|
La prédisposition technologique :
topologie de l'interface
A plusieurs reprises, nous avons montré
que divers facteurs transformaient l’usage effectif d’un même
dispositif selon le contexte d’usage ou les compétences
des acteurs. Néanmoins l’ensemble des paramètres
matériels constituant et entourant le dispositif prédéfinissent
les limites d’une interface dans laquelle tout n’est pas possible.
Plutôt que de déterminisme technologique nous
préférons parler de prédisposition technologique.
Le déterminisme technologique restreindrait la potentialité
de la médiation à ses constituants. La médiation
n’est pas enfermée dans la fonctionnalité de
son dispositif, elle évolue et se construit dans le
contexte de son usage. Subversion, détournement sont
au nombre des multiples stratégies que les acteurs
mettent en place pour découvrir, adapter, forcer l’utilisation
du support.
Les prédispositions technologiques
ramènent le cadre de la fonctionnalité aux caractéristiques
liant les éléments du dispositif permettant
aux utilisateurs d’agir et de percevoir. Ces éléments
peuvent être regroupés dans une topologie de
l’interface. Pierre LEVY [53] situe le terme d’interface
comme étant le lieu de contact entre deux systèmes,
comme un espace de transfert, de communication.

**ENTRÉES FOURNIES**:
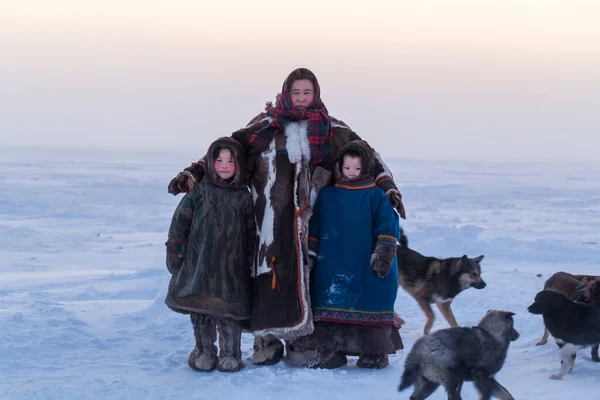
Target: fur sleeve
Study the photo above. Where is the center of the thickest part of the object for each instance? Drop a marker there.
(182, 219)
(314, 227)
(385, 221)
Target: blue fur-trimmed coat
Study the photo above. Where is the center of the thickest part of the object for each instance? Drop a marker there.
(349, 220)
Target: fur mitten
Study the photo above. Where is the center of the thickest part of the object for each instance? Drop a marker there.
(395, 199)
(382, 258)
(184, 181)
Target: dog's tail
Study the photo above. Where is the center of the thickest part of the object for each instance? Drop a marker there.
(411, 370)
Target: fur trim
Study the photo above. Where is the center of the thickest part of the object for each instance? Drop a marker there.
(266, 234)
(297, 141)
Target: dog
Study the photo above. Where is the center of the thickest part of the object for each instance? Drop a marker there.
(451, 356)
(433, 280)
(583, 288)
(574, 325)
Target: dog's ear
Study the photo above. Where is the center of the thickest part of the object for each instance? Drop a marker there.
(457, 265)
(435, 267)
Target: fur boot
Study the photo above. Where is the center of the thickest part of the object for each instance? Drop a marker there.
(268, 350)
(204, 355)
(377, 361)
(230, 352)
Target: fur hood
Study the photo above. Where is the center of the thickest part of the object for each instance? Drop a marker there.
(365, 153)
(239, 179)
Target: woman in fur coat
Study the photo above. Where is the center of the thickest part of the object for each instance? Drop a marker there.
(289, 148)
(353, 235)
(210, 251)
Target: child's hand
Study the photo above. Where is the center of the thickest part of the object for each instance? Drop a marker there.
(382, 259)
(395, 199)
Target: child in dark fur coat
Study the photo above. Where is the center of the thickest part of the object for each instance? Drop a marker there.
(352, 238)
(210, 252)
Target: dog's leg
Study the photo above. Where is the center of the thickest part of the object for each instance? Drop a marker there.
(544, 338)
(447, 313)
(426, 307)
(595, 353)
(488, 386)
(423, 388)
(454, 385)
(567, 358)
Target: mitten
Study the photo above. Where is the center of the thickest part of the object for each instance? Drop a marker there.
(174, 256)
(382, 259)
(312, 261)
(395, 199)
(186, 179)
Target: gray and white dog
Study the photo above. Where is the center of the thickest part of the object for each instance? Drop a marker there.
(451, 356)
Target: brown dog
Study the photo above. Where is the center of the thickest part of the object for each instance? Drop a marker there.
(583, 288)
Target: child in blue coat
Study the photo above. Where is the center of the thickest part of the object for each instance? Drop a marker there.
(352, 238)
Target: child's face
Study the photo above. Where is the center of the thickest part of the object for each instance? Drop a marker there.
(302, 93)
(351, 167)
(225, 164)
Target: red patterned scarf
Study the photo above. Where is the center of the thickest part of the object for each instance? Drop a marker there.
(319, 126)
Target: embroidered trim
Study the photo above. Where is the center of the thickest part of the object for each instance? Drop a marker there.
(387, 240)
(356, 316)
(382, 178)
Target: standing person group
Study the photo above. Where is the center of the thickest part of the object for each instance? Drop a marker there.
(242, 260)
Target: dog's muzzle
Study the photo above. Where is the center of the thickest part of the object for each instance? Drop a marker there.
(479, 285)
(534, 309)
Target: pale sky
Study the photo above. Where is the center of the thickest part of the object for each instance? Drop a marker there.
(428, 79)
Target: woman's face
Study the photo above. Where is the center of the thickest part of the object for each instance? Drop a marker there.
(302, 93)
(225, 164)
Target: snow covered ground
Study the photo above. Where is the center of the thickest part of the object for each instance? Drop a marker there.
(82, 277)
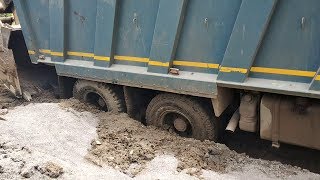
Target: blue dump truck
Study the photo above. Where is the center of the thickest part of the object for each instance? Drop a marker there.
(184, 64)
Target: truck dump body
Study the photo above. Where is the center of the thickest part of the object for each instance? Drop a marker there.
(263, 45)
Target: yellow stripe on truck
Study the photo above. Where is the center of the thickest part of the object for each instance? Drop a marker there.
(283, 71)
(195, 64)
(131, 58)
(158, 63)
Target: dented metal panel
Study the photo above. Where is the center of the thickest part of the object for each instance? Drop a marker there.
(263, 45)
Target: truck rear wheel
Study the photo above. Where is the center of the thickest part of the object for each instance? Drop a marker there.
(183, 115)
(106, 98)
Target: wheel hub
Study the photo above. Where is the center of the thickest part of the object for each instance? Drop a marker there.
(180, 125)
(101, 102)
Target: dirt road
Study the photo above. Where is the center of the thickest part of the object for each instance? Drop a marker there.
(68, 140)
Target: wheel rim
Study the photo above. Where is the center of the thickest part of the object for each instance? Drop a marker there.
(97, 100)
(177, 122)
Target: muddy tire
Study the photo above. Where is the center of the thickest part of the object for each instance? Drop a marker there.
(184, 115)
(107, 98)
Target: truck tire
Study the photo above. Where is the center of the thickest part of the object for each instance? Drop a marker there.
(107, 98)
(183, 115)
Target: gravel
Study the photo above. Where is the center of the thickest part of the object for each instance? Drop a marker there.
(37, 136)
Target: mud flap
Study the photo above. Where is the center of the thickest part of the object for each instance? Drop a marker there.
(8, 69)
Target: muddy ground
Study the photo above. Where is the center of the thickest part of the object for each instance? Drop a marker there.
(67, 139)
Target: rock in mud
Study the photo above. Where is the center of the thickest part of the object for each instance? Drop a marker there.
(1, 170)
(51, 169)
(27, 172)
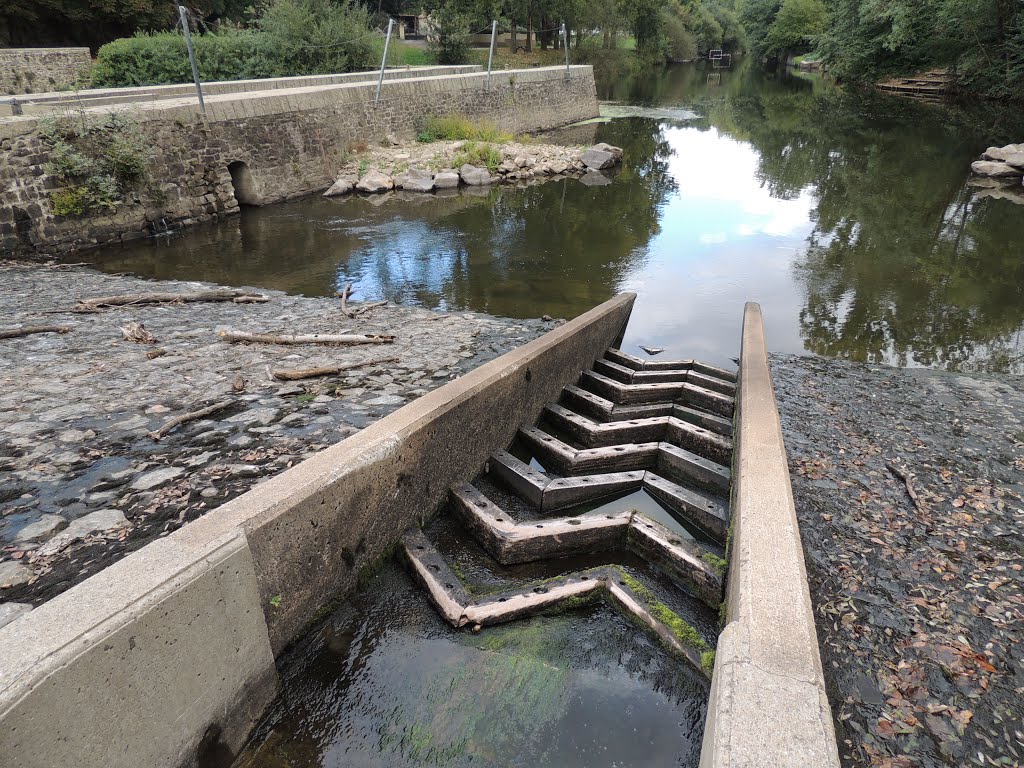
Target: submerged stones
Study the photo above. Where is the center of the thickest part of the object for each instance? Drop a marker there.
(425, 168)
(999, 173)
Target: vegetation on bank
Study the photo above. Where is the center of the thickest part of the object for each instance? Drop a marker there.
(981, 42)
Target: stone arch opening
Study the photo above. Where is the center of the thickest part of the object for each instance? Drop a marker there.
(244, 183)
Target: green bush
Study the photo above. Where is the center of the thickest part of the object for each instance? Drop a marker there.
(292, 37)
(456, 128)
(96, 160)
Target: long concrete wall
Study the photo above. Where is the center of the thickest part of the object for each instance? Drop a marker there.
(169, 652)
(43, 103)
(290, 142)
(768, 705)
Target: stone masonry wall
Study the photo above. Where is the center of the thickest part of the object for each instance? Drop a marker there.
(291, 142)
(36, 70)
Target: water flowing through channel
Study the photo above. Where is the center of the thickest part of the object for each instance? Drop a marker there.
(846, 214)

==

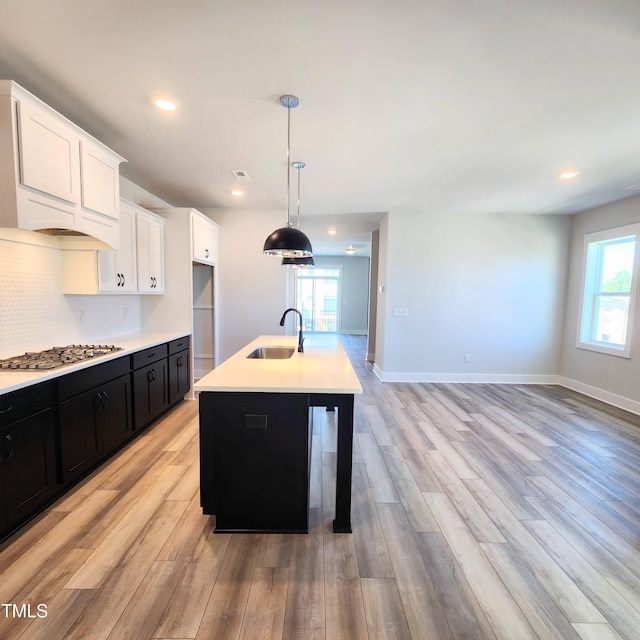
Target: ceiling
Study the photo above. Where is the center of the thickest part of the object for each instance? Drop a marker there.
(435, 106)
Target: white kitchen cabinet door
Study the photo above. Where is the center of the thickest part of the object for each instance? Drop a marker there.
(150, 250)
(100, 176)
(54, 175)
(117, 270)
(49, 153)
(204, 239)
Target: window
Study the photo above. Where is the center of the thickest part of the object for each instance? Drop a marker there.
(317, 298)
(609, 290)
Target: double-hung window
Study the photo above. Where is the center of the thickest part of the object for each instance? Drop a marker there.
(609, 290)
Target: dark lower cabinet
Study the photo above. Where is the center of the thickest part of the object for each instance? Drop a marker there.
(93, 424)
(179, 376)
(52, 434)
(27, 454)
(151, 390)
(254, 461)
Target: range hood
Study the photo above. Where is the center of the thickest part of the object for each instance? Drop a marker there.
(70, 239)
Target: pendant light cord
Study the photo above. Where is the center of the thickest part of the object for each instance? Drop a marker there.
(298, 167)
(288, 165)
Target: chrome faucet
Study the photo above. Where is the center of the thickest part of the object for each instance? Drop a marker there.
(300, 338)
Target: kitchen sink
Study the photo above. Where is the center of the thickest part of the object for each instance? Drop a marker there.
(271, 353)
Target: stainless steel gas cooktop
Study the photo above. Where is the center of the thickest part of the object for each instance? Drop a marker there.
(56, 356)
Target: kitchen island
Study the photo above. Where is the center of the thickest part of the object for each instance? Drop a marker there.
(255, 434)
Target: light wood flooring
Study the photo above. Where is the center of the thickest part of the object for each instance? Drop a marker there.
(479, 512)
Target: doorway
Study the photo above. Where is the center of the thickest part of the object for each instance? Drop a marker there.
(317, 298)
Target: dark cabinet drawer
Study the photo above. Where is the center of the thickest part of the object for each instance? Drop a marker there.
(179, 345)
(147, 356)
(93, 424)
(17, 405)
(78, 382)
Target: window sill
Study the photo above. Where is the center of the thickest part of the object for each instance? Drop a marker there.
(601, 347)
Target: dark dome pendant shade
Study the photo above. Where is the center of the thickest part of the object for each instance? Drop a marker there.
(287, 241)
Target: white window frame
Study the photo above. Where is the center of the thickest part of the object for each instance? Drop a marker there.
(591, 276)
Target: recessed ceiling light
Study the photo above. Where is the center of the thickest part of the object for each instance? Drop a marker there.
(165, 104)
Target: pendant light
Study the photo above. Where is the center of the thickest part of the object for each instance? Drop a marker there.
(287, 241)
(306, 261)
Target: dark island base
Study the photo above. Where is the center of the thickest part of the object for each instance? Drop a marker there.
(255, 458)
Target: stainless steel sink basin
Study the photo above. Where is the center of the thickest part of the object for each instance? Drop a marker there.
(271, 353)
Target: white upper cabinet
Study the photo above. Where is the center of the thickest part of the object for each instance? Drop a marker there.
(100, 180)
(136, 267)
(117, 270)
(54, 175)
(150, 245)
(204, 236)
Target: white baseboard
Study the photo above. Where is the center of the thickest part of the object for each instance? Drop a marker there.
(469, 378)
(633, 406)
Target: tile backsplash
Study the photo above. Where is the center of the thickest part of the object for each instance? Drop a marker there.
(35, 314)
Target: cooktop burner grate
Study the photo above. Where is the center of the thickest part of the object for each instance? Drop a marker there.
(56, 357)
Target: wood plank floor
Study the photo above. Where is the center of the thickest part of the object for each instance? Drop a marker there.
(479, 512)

--

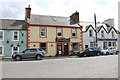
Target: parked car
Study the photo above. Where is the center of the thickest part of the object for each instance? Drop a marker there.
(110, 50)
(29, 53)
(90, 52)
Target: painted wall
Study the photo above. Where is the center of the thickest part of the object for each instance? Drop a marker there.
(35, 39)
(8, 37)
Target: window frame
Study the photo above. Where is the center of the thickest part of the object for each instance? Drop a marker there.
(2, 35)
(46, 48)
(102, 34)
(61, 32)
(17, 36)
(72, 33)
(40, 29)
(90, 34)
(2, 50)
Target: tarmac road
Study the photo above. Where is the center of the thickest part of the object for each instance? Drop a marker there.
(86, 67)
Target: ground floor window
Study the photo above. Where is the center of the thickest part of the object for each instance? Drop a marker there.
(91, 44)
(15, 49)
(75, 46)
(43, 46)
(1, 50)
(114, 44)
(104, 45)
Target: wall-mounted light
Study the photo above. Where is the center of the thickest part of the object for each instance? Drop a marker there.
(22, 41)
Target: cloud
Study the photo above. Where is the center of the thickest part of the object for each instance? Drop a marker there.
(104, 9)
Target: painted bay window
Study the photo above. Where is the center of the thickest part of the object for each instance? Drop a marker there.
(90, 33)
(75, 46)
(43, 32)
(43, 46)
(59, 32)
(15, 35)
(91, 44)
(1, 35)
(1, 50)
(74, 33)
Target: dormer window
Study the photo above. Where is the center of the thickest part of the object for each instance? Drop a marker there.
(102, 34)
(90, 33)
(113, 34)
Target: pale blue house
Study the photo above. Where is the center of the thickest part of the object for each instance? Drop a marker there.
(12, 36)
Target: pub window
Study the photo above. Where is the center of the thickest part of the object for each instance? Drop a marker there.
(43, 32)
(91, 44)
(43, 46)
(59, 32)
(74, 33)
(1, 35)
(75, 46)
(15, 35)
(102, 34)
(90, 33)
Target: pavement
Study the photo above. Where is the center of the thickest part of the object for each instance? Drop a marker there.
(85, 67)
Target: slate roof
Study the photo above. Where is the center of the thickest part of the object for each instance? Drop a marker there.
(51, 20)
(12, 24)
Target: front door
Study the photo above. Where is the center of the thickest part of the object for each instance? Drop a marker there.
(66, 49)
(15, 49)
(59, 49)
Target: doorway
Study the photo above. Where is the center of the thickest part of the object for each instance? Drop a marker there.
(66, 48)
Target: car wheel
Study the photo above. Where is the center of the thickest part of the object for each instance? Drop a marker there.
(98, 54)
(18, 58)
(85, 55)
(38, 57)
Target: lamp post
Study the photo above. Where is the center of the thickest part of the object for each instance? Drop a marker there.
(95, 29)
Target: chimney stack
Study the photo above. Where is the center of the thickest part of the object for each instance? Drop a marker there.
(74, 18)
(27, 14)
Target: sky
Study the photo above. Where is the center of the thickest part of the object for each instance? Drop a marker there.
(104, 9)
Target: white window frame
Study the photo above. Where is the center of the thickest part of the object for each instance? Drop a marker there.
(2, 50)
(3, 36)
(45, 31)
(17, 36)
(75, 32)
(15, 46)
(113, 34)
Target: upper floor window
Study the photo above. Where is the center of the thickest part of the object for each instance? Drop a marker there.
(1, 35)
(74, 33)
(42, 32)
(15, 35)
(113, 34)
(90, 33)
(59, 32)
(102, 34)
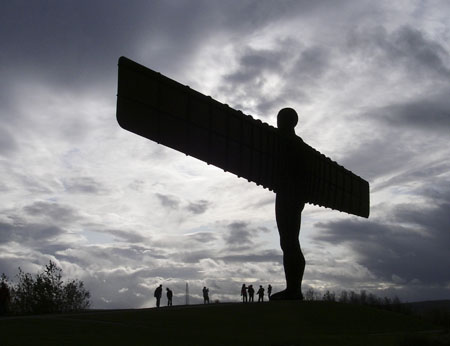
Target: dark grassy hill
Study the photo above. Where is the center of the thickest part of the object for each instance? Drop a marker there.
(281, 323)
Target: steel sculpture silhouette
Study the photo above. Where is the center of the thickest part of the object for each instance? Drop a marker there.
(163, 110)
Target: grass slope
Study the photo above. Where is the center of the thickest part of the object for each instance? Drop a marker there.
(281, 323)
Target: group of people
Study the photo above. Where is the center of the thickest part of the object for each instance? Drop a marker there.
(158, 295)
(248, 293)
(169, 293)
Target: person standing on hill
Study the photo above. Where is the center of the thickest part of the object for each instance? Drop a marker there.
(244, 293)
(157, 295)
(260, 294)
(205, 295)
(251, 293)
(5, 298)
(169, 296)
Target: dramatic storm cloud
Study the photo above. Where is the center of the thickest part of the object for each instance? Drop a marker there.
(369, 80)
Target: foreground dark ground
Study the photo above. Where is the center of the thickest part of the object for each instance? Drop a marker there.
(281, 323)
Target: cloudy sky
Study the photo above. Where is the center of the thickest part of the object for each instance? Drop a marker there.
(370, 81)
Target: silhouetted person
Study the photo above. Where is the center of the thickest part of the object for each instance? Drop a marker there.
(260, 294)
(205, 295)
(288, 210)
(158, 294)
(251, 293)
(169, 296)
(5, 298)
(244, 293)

**ÉNONCÉ**:
Pouvez-vous retaper fidèlement le passage sur la prédisposition technologique, en commençant par « Les prédispositions technologiques » et en continuant jusqu'à « transfert, de communication. » ?

**RÉPONSE ATTENDUE**:
Les prédispositions technologiques
ramènent le cadre de la fonctionnalité aux caractéristiques
liant les éléments du dispositif permettant
aux utilisateurs d’agir et de percevoir. Ces éléments
peuvent être regroupés dans une topologie de
l’interface. Pierre LEVY [53] situe le terme d’interface
comme étant le lieu de contact entre deux systèmes,
comme un espace de transfert, de communication.